- [WORK INSTRUCTIONS]: Please retype the data in full, exactly as given.

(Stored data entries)

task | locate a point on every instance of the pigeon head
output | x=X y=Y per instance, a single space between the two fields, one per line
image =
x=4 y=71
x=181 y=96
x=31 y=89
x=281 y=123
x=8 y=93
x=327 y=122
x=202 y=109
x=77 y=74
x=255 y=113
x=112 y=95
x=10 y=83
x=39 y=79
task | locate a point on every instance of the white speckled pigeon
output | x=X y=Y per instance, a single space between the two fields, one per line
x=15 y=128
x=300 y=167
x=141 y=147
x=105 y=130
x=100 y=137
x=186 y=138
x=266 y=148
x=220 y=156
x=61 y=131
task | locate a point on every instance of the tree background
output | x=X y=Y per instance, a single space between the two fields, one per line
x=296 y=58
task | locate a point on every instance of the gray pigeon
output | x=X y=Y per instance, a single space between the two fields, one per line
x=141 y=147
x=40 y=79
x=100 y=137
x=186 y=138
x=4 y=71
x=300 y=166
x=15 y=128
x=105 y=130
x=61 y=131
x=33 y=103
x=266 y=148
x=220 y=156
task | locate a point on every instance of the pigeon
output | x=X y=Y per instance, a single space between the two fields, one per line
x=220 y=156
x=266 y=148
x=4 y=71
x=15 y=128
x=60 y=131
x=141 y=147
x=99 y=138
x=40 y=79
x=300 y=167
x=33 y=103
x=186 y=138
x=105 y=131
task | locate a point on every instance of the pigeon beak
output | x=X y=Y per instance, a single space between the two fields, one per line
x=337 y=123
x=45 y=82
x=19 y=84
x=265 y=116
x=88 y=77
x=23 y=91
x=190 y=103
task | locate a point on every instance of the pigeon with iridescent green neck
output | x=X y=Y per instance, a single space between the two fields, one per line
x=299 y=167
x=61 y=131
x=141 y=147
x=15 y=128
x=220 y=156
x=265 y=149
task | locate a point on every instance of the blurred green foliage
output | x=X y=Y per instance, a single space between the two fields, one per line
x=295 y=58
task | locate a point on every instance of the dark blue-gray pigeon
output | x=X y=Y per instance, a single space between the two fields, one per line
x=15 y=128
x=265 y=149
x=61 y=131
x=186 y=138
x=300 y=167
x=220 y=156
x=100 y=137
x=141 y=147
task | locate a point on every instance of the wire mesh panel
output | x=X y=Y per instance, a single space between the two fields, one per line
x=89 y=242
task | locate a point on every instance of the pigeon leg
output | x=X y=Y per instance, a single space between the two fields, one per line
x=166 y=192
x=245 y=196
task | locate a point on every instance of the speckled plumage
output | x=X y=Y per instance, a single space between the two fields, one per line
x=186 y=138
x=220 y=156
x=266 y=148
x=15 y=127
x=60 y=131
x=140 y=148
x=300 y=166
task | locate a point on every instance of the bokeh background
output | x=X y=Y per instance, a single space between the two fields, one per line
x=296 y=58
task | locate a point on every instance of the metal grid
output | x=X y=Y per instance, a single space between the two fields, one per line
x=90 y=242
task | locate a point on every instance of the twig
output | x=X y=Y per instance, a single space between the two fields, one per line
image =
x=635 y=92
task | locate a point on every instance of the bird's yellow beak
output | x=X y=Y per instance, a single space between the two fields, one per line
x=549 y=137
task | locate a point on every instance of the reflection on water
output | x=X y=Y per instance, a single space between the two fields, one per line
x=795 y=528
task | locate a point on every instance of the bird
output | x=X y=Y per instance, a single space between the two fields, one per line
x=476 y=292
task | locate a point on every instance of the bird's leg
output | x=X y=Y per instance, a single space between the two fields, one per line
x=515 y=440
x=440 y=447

- [OUTPUT OF THE EXERCISE]:
task | locate a point on every instance of the pigeon head
output | x=X y=Y per instance, a single space between the two fields, one per line
image =
x=4 y=71
x=181 y=96
x=31 y=89
x=281 y=123
x=8 y=93
x=327 y=122
x=202 y=109
x=77 y=74
x=255 y=113
x=112 y=95
x=10 y=83
x=39 y=79
task | locate a point on every instance of the white speckled pigeon
output | x=X y=Y per instance, a single space between the two fields, one per line
x=15 y=128
x=300 y=167
x=141 y=147
x=105 y=130
x=100 y=137
x=186 y=138
x=266 y=148
x=220 y=156
x=61 y=131
task | locate a point on every instance of the tree background
output | x=X y=Y per instance, a single space between the two fields, one per line
x=296 y=58
task | locate a point on every instance of the gray pigeon
output | x=X y=Y per instance, a single space between the two fields, one per line
x=141 y=147
x=40 y=79
x=100 y=137
x=186 y=138
x=4 y=71
x=300 y=166
x=15 y=128
x=105 y=130
x=61 y=131
x=33 y=103
x=266 y=148
x=220 y=156
task | locate a point on every instance of the pigeon
output | x=X y=Y per instance, a single space between the two fields, one per line
x=220 y=156
x=266 y=148
x=4 y=71
x=15 y=128
x=60 y=131
x=141 y=147
x=99 y=138
x=40 y=79
x=300 y=167
x=33 y=103
x=186 y=138
x=105 y=131
task | locate a point on every instance of the pigeon beak
output | x=X y=Y per instance, a single space between the two fields, one per line
x=337 y=123
x=45 y=82
x=19 y=84
x=265 y=116
x=88 y=77
x=23 y=91
x=190 y=103
task | locate a point on every instance of the pigeon with iridescent green neck
output | x=X y=Y per instance, a single space between the two fields, one per line
x=299 y=167
x=61 y=131
x=141 y=147
x=15 y=128
x=220 y=156
x=265 y=149
task | locate a point on every instance of the blurred green foliage
output | x=X y=Y per instance, a single space between the two fields, one per line
x=295 y=58
task | locate a point on every instance of the dark blue-gray pigeon
output | x=X y=Y per instance, a single space between the two fields, one per line
x=15 y=128
x=265 y=149
x=61 y=131
x=186 y=138
x=300 y=167
x=220 y=156
x=100 y=137
x=141 y=147
task | locate a point on every instance of the wire mesh panel
output | x=X y=Y per instance, a single space between the two fields, one per line
x=89 y=242
task | locate a point on every instance of the pigeon leg
output | x=X y=Y per instance, a single space between the two fields, one per line
x=166 y=192
x=245 y=196
task | locate a point on every instance of the speckled plumage
output | x=X y=Y per instance, a single space between the two fields, one per line
x=186 y=138
x=220 y=156
x=266 y=148
x=15 y=127
x=60 y=131
x=140 y=148
x=300 y=166
task | locate a point on every instance of the bokeh background
output | x=X y=Y per instance, a single space between the two fields, one per line
x=296 y=58
task | locate a point on every instance of the metal grid
output | x=X y=Y per instance, a single space between the two fields, one per line
x=90 y=242
task | locate a point on every instance of the twig
output | x=X y=Y per instance, a single space between the two fields, one per line
image =
x=635 y=92
task | locate a point on every instance of the bird's yellow beak
output | x=X y=Y per instance, a single space between the two fields, one per line
x=549 y=137
task | locate a point on every instance of the reflection on water
output | x=X y=Y per instance, a single space between the two fields, one per line
x=795 y=528
task | locate a point on every instance of the bird
output | x=X y=Y per instance, a single space between the two fields, one per line
x=476 y=292
task | locate a point on every instance of the bird's leg
output | x=X y=Y per instance, a single space between the two fields, one per line
x=515 y=440
x=440 y=447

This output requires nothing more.